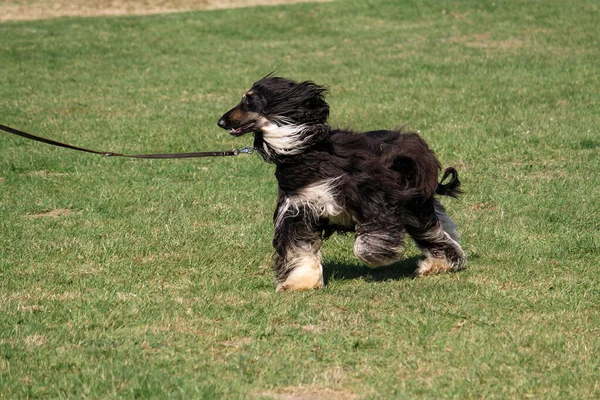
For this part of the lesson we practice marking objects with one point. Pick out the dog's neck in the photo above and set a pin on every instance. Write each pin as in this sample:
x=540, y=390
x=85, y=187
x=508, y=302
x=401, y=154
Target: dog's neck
x=279, y=143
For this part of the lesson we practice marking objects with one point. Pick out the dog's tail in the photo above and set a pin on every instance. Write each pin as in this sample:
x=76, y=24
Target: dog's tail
x=452, y=188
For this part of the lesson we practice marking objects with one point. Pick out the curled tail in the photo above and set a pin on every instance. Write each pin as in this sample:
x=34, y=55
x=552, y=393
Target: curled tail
x=452, y=188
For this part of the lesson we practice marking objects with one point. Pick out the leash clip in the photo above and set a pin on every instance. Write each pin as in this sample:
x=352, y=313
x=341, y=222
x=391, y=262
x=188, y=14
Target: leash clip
x=246, y=150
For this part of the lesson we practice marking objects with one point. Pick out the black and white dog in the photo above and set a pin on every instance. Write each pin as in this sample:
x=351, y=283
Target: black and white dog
x=378, y=184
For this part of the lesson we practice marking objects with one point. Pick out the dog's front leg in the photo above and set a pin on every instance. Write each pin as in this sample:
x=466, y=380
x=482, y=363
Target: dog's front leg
x=297, y=245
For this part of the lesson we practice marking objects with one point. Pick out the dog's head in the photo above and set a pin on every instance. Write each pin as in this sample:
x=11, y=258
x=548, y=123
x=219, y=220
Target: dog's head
x=278, y=101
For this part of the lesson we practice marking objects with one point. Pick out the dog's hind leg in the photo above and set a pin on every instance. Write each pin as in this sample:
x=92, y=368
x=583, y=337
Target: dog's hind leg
x=427, y=224
x=379, y=247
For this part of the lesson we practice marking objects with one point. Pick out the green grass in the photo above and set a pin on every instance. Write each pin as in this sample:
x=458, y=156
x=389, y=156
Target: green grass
x=150, y=279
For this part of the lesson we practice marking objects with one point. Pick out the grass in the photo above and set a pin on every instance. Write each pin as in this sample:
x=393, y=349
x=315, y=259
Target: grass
x=150, y=279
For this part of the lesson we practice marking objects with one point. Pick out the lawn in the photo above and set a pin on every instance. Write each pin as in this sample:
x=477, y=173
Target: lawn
x=128, y=278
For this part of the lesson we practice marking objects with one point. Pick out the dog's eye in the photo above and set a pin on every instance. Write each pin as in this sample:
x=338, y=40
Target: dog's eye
x=248, y=100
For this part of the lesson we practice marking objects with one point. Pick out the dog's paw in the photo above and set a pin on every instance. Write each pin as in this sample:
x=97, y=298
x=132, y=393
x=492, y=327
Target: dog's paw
x=303, y=278
x=432, y=266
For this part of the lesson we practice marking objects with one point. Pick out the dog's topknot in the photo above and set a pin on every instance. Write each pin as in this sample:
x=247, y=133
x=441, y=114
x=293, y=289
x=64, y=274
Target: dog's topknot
x=302, y=103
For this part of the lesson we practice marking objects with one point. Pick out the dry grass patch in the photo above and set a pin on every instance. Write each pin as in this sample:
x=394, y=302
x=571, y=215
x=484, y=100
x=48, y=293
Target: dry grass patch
x=17, y=10
x=308, y=393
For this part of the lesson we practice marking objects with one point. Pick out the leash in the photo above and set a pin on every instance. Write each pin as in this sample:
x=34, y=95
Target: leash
x=234, y=152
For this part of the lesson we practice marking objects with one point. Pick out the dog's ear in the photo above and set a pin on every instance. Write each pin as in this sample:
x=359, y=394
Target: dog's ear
x=268, y=75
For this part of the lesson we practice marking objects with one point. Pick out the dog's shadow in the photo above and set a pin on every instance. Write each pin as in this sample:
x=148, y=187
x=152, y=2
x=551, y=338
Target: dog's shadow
x=342, y=271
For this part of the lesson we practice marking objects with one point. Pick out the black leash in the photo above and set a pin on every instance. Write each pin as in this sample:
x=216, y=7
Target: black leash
x=234, y=152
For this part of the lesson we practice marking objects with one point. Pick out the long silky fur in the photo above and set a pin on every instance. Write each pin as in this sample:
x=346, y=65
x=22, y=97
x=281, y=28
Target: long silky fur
x=379, y=184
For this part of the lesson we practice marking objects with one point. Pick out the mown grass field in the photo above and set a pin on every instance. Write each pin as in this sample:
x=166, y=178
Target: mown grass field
x=150, y=279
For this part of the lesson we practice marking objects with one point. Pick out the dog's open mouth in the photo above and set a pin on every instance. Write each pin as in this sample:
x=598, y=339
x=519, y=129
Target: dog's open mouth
x=239, y=131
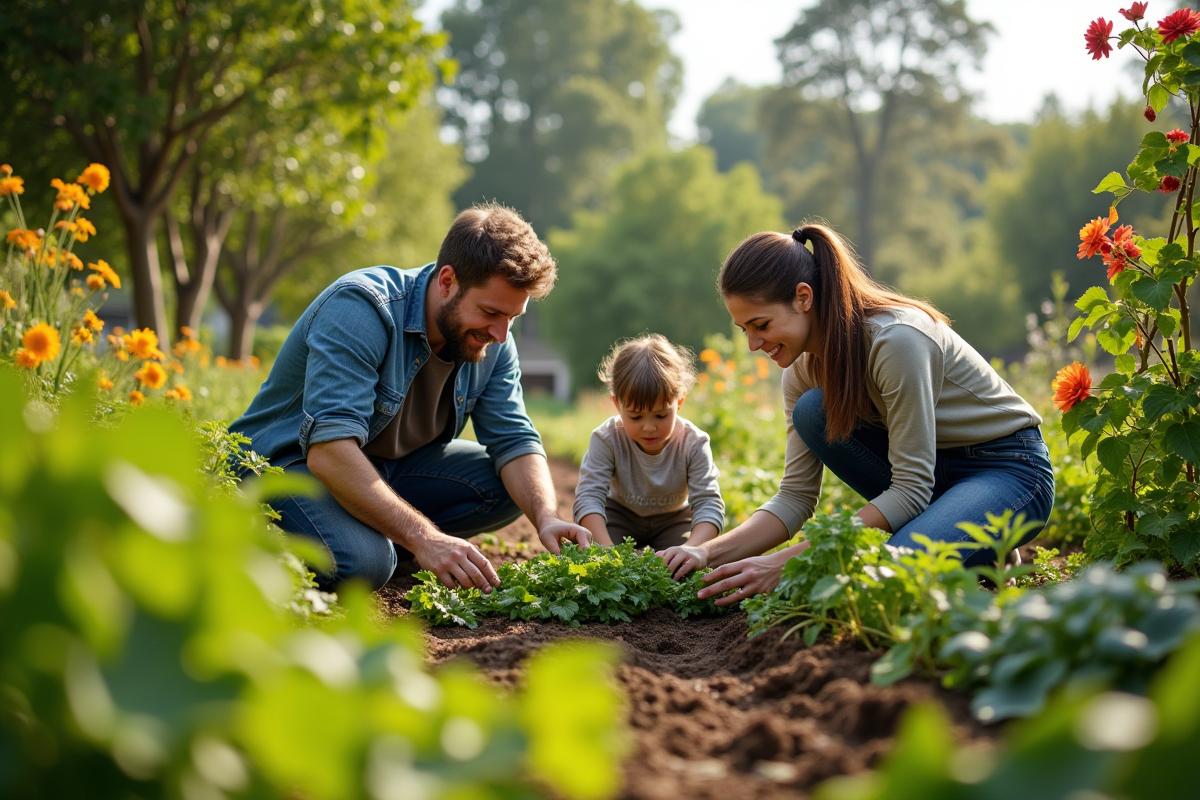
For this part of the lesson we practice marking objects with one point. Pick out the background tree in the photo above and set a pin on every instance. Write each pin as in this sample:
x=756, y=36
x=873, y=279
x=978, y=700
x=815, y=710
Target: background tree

TO BE DONE. Please rewrite every line of the items above as a numbered list, skipping blank lines and leaving the pictures out.

THE RESPONSE.
1. For this part of the lesson we practice marking objects with one point. Pick out the dog's neck in the photo above and set a pin on every instance. Write each pin as in this sample:
2. x=540, y=390
3. x=85, y=187
4. x=508, y=302
5. x=401, y=154
6. Target: dog's neck
7. x=279, y=143
8. For this part of the lesson we practice marking objects with one point. Pick out the dog's tail in the photo above and set a pin on every instance. Write each pin as in this sample:
9. x=76, y=24
10. Target: dog's tail
11. x=452, y=188
12. For this part of the lesson we practice marking objects with one point. Pick out the curled tail in the photo above and set a pin on every instance. Write each pin as in this sample:
13. x=34, y=55
14. x=552, y=393
15. Target: curled tail
16. x=452, y=188
17. For this part of the lesson we practice marking objects with one point. Pick out the leash clip in the photo above and set a pin on every instance. Write each pin as in this sample:
18. x=352, y=313
19. x=341, y=222
20. x=391, y=262
21. x=188, y=14
22. Target: leash clip
23. x=246, y=150
24. For this part of the lesson we practice marking objects with one point. Pick out the black and white dog in the photo above and set a pin on every instance. Write each pin as in this sample:
25. x=351, y=283
26. Target: black and white dog
27. x=378, y=184
28. For this part of the lesson we practice marking objects with one point. Pick out the dog's front leg in the photo above and set a pin on every instance. Write each pin as in this sample:
29. x=466, y=380
30. x=482, y=363
31. Target: dog's front leg
32. x=297, y=245
33. For this part of the lesson we practice marking objects with one point. Pick out the dog's head in the photo above and set a pin on every instance. Write each pin as in this sample:
34. x=11, y=258
35. x=548, y=123
36. x=219, y=220
37. Target: dog's head
38. x=278, y=101
39. For this part of the lesson we practice marking objects with one point. Pick out the dog's hind leg in the photo above and set a pin on every instance. Write each pin as in this sample:
40. x=92, y=368
41. x=583, y=337
42. Target: dog's hind leg
43. x=427, y=224
44. x=379, y=247
45. For this part of the lesson we practice marking objects with one point. Pick out the green grass in the photo above and set a pin on every instance. Write each pin as in this sample:
46. x=458, y=156
47. x=389, y=156
48. Target: green grass
49. x=150, y=279
50. For this part of the lesson we practice marking objects with one point. Pick out the grass in the photo above and set a pin on every instance. Write each pin as in this sample:
51. x=393, y=349
52. x=315, y=259
53. Target: grass
54. x=150, y=279
55. For this part of the lesson we practice marking objects with one point. Pick out the lawn in the photo above and set a pin on every instance. Write each pin as in this sample:
56. x=477, y=173
57. Target: lawn
58. x=128, y=278
59. For this part of the lesson we practice marking objects with one point. Pick out the dog's eye in the photo above and set a pin on every instance. Write each pin as in this sample:
60. x=338, y=40
61. Target: dog's eye
62. x=248, y=100
63. For this part of the lesson we practice marking objects with one point. Pick out the dog's paw in the photo above and set a pin on every instance. Write each pin as in this sample:
64. x=97, y=298
65. x=132, y=393
66. x=492, y=327
67. Target: dog's paw
68. x=303, y=278
69. x=432, y=266
70. For this part of the lesson we practice marking objects with one point. Pick out the dog's topknot in the photo above and set a pin on every instance. Write each pin as in this sample:
71. x=247, y=133
72. x=441, y=114
73. x=293, y=289
74. x=64, y=274
75. Target: dog's topknot
76. x=302, y=103
77. For this part of the lesson we practice marking objects with one point. Pick out the dry grass patch in the photo above and set a pin on every instance. Write each pin as in this sample:
78. x=394, y=302
79. x=571, y=215
80. x=484, y=100
81. x=48, y=293
82. Target: dry grass patch
83. x=17, y=10
84. x=308, y=393
85. For this part of the lesson we practice marking objects with one point. Pick out the leash in the photo above and set a pin on every instance. Write each pin as in this sample:
86. x=34, y=95
87. Target: leash
88. x=234, y=152
89. For this part of the lesson we practice marking objects with one point. Pick out the dog's ear in the photo above and set a pin on every instance. Write each pin as in this sample:
90. x=359, y=394
91. Target: dog's ear
92. x=268, y=75
93. For this part of the lesson we practice marking objects with one point. Pick out the dog's shadow in the photo above and set a pin on every instance. Write each pin as in this sample:
94. x=148, y=187
95. x=152, y=2
96. x=551, y=338
97. Target: dog's shadow
98. x=342, y=271
99. For this part of the lesson we practice marking objects with one point. Pick out the black leash in the photo above and set a pin on every instance. Write each pin as in this sample:
100. x=216, y=7
101. Target: black leash
102. x=234, y=152
103. For this part of the lesson we practice marking objects with one point. Pick out the long silky fur in the photo above and set a pin on every instance. Write each pin as in this sample:
104. x=346, y=65
105. x=22, y=97
106. x=281, y=28
107. Target: long silky fur
108. x=379, y=184
109. For this part of the lesson we practice marking objects with one point. Pick out the mown grass field in the photo above and set a pin on every instance. Write each pin as in this sample:
110. x=166, y=178
111. Target: mown grass field
112. x=150, y=279
113. For this part of the lesson we practice marking objects with one point. Pick out the dog's open mouth in the photo above and set a pin on every instance. Write each pin as in this sample:
114. x=598, y=339
115. x=519, y=129
116. Target: dog's open mouth
117. x=239, y=131
118. For this part of the lesson we practice marking objects with one point. Pick out the background tree in the photo above and set a pin on every instance. Write each pin as in this sample:
119. x=756, y=36
120. x=873, y=279
121. x=978, y=700
122. x=815, y=710
123. Target: background tree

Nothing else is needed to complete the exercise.